__TEXTE AFFICHÉ__.
- - - -

S’appuyant sur les recherches du CSU (Centre de sociologie urbaine), Henri Lefebvre contribuera à démystifier le caractère réducteur du « fonctionnalisme », en précisant que « l’habiter était une pratique millénaire, mal exprimée, mal portée au langage et au concept, plus ou moins vivante et dégradée, mais qui restait concrète, c’est-à-dire à la fois fonctionnelle, multifonctionnelle, transfonctionnelle. » (La révolution urbaine, 1970, p.110).

- - - -

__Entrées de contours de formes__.
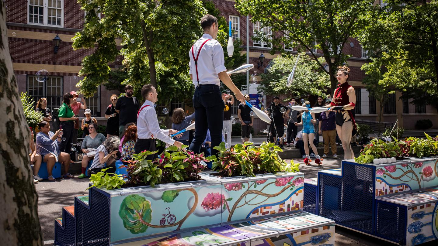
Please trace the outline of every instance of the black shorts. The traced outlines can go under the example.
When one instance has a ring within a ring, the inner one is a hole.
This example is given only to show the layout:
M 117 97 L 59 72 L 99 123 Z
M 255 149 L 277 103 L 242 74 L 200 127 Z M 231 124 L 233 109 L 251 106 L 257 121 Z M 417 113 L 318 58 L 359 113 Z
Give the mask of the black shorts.
M 242 137 L 249 138 L 249 134 L 251 133 L 251 129 L 252 129 L 252 127 L 249 125 L 242 125 L 241 127 L 242 129 Z

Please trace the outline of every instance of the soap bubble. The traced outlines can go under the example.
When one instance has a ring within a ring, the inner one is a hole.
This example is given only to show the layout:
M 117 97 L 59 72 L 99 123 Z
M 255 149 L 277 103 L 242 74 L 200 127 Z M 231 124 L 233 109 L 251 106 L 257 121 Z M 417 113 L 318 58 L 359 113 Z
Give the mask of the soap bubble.
M 35 76 L 38 82 L 42 83 L 47 80 L 47 77 L 49 77 L 49 72 L 45 69 L 42 69 L 35 74 Z

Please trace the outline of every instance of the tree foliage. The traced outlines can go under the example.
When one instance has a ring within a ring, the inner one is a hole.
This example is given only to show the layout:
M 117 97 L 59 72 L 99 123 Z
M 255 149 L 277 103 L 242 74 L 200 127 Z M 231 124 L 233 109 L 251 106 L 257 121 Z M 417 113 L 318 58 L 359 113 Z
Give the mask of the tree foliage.
M 380 84 L 392 86 L 414 103 L 438 109 L 438 1 L 386 0 L 359 37 L 383 71 Z
M 236 0 L 236 7 L 242 14 L 251 16 L 253 22 L 259 21 L 262 26 L 271 28 L 272 37 L 259 32 L 254 40 L 270 44 L 271 54 L 284 50 L 283 43 L 286 47 L 297 48 L 299 52 L 310 53 L 319 69 L 330 76 L 331 87 L 334 88 L 336 67 L 350 56 L 344 53 L 344 47 L 350 45 L 351 38 L 367 28 L 376 8 L 372 5 L 374 2 L 371 0 Z M 338 45 L 339 52 L 336 48 Z M 312 48 L 322 50 L 328 71 L 324 69 L 318 60 L 320 56 Z
M 324 91 L 330 85 L 328 75 L 318 69 L 317 62 L 308 58 L 305 54 L 301 56 L 290 87 L 286 85 L 286 79 L 297 56 L 283 53 L 274 58 L 268 72 L 261 74 L 262 80 L 258 87 L 258 92 L 265 95 L 286 94 L 291 97 L 307 96 L 309 94 L 327 97 Z M 323 60 L 320 58 L 318 61 L 322 62 Z

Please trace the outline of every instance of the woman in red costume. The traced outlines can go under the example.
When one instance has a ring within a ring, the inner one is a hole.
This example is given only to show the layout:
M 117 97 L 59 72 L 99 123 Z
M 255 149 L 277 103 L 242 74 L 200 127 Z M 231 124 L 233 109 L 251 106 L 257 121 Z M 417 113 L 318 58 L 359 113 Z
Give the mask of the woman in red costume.
M 357 132 L 354 121 L 356 94 L 354 88 L 348 84 L 350 77 L 350 69 L 347 66 L 338 67 L 336 77 L 339 83 L 339 87 L 335 90 L 332 102 L 327 105 L 330 107 L 330 111 L 336 112 L 336 131 L 342 142 L 346 159 L 354 158 L 350 141 Z

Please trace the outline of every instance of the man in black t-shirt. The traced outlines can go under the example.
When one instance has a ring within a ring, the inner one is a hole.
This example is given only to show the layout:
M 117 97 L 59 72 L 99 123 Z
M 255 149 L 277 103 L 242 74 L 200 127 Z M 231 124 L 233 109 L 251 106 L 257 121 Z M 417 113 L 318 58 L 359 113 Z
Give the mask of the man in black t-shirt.
M 244 96 L 245 100 L 249 102 L 249 95 L 245 94 Z M 241 129 L 242 131 L 242 138 L 244 138 L 244 142 L 249 141 L 249 135 L 252 128 L 252 124 L 254 122 L 254 116 L 251 115 L 252 110 L 245 103 L 240 103 L 239 105 L 239 109 L 237 110 L 237 116 L 242 123 Z
M 286 107 L 280 103 L 280 98 L 278 96 L 274 97 L 274 102 L 272 103 L 271 108 L 272 110 L 272 117 L 273 120 L 271 122 L 269 130 L 271 131 L 271 136 L 269 137 L 269 141 L 271 143 L 275 142 L 275 139 L 277 137 L 280 138 L 280 148 L 283 148 L 283 135 L 284 134 L 284 114 L 286 112 Z M 281 109 L 284 108 L 284 112 L 281 112 Z
M 119 137 L 125 133 L 125 126 L 128 123 L 137 123 L 137 113 L 140 103 L 135 97 L 132 96 L 132 86 L 125 86 L 125 95 L 120 97 L 116 104 L 116 112 L 119 113 Z

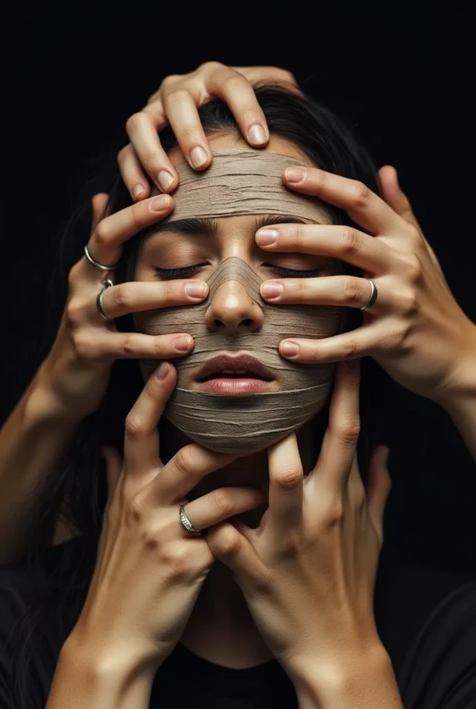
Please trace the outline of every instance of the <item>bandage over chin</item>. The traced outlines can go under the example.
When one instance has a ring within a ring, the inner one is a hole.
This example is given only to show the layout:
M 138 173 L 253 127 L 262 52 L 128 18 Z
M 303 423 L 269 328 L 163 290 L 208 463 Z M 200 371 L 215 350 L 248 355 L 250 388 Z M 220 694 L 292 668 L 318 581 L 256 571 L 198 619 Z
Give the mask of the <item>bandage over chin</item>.
M 295 196 L 283 185 L 283 169 L 296 164 L 303 164 L 287 156 L 234 150 L 214 152 L 209 173 L 193 172 L 185 164 L 179 165 L 180 187 L 174 198 L 176 208 L 169 218 L 284 213 L 320 221 L 322 212 L 317 203 Z M 250 172 L 250 165 L 253 172 Z M 234 177 L 239 177 L 242 184 L 246 178 L 245 194 L 235 194 Z M 219 189 L 219 184 L 222 189 Z M 287 199 L 283 199 L 283 193 L 289 193 L 290 199 L 286 194 Z M 234 197 L 230 199 L 230 194 Z M 248 203 L 246 194 L 250 198 Z M 210 332 L 205 325 L 205 314 L 217 290 L 230 280 L 241 283 L 249 298 L 262 309 L 263 325 L 256 332 L 244 330 L 232 335 L 225 327 Z M 335 334 L 340 330 L 343 310 L 330 306 L 271 305 L 261 297 L 262 279 L 246 262 L 234 257 L 222 262 L 208 282 L 210 294 L 203 303 L 135 316 L 139 332 L 148 335 L 183 332 L 195 340 L 192 353 L 173 362 L 177 369 L 177 385 L 164 415 L 192 440 L 212 450 L 224 453 L 261 450 L 317 413 L 332 386 L 334 364 L 290 362 L 279 354 L 279 342 L 288 337 L 322 337 Z M 227 397 L 187 388 L 193 369 L 198 372 L 218 352 L 238 351 L 249 352 L 259 359 L 281 383 L 282 391 Z M 158 364 L 157 359 L 140 362 L 144 379 Z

- - - -

__EXERCICE BREF 1__. Dans le passage sur Henri Lefebvre, mettez à jour l'extrait compris entre "S’appuyant sur les" et "urbaine, 1970, p.110).", inclus, en remplaçant "millénaire" par "séculaire".
__EXERCICE BREF 2__. Relevez tous les adjectifs placés après les mots « à la fois » dans le passage sur Henri Lefebvre.

__RÉSULTAT 1__.
S’appuyant sur les recherches du CSU (Centre de sociologie urbaine), Henri Lefebvre contribuera à démystifier le caractère réducteur du « fonctionnalisme », en précisant que « l’habiter était une pratique séculaire, mal exprimée, mal portée au langage et au concept, plus ou moins vivante et dégradée, mais qui restait concrète, c’est-à-dire à la fois fonctionnelle, multifonctionnelle, transfonctionnelle. » (La révolution urbaine, 1970, p.110).

__RÉSULTAT 2__. fonctionnelle, multifonctionnelle, transfonctionnelle